The March Rally In Energy Prices Has Been Erased, With RBOB, WTI And Brent All Trading Lower This Morning
The March rally in energy prices has been erased, with RBOB, WTI and Brent all trading lower this morning than where they started the month. ULSD prices haven’t quite given up all of their gains for the month yet, but they have dropped $1.70 in less than a week, which apparently is a lot.
After weeks of supply fears dominating the discussion, demand declines are suddenly taking over as 50 million people were placed on lockdown in China over the past 2 days, as the country deals with its worst COVID outbreak since the start of the pandemic 2 years ago.
Unlike two years ago however, a lockdown like this is viewed as another possible inflation driver as factories are forced to close, adding another challenge to the beleaguered global supply network, which means central banks (probably) won’t be coming to the rescue this time. That reality seems to have equity and bond markets nervous, with 10 year treasuries moving near a 3 year high and the yield curve tightening again ahead of the FOMC meeting.

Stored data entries
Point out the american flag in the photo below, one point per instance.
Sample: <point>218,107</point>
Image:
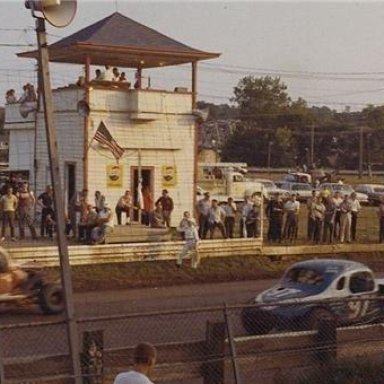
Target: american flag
<point>104,137</point>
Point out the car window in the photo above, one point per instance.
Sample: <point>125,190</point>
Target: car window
<point>340,284</point>
<point>361,188</point>
<point>304,276</point>
<point>361,282</point>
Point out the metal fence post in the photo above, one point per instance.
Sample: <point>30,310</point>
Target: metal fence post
<point>232,347</point>
<point>213,368</point>
<point>2,369</point>
<point>326,341</point>
<point>92,357</point>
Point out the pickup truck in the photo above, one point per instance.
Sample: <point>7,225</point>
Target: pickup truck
<point>310,291</point>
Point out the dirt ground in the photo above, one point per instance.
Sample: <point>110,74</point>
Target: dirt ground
<point>165,273</point>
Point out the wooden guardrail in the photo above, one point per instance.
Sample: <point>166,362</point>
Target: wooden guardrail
<point>133,252</point>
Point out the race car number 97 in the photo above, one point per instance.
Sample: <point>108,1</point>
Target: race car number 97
<point>357,309</point>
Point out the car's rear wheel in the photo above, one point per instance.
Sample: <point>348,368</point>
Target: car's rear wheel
<point>318,315</point>
<point>51,299</point>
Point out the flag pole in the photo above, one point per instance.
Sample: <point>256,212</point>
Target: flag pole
<point>140,179</point>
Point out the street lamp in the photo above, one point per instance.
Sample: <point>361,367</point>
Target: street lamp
<point>58,13</point>
<point>269,157</point>
<point>307,157</point>
<point>369,166</point>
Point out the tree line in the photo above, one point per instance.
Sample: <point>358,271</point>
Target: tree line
<point>272,129</point>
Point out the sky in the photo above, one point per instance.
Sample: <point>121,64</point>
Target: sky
<point>328,53</point>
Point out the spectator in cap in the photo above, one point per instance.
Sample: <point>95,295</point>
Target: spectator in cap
<point>167,204</point>
<point>189,229</point>
<point>99,201</point>
<point>144,359</point>
<point>124,204</point>
<point>202,207</point>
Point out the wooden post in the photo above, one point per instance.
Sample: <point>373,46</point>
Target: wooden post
<point>213,368</point>
<point>92,357</point>
<point>326,341</point>
<point>54,163</point>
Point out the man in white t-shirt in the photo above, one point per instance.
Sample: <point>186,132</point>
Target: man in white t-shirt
<point>144,357</point>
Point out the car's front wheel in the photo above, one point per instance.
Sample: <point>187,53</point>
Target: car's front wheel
<point>51,299</point>
<point>318,315</point>
<point>256,322</point>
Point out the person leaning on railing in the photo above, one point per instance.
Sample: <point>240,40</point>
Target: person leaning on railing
<point>144,357</point>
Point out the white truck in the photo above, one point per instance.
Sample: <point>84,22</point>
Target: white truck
<point>235,185</point>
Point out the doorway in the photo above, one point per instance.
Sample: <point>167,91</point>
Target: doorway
<point>69,182</point>
<point>147,175</point>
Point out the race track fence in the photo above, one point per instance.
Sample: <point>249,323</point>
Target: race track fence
<point>196,346</point>
<point>135,252</point>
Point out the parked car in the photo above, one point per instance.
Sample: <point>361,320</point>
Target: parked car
<point>298,177</point>
<point>375,192</point>
<point>302,190</point>
<point>271,188</point>
<point>311,290</point>
<point>344,189</point>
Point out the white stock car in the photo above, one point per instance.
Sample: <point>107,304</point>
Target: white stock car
<point>312,290</point>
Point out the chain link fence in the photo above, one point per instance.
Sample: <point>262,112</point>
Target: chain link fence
<point>228,344</point>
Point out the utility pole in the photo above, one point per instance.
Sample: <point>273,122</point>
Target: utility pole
<point>361,151</point>
<point>312,146</point>
<point>58,196</point>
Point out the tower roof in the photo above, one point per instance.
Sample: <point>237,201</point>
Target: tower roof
<point>120,41</point>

• Check your understanding:
A: In the energy market commentary, by how much have ULSD prices dropped in less than a week?
B: Continue the energy market commentary from the end of its final paragraph.

• Response list:
A: ULSD prices have dropped $1.70 in less than a week.

B:
Reports of progress in peace talks in Ukraine are also getting credit any time the market drops, even though there seem to be plenty of other headlines suggesting little progress is being made, which will come in handy whenever prices rally again.
Likewise, reports of new negotiations between oil producing countries like Saudi Arabia and Venezuela, and consuming countries like China and the US are easy headlines to pin a move lower, and then to blame if they fail and prices rally.
From a chart perspective, refined products survived their first test of the weekly trend lines that have been in place since early December, which could give the bulls a reason to buy this very large dip.
Speaking of buyers: You may not even know there’s a pullback happening if you live on the West Coast as CARBOB basis values have spiked this week, offsetting the drop in RBOB futures. While Midwestern fuel prices continue to trail their coastal counterparts in most cases, we’ve seen a rally of 20 cents or more for both diesel and gasoline differentials in Chicago and Group 3 trading over the past week as calendar spreads for futures have come back closer to reality, and the winter demand doldrums look to be in the rearview mirror.
OPEC’s monthly report and the API weekly report are both due out later today, while the DOE and FOMC announcement will be out tomorrow.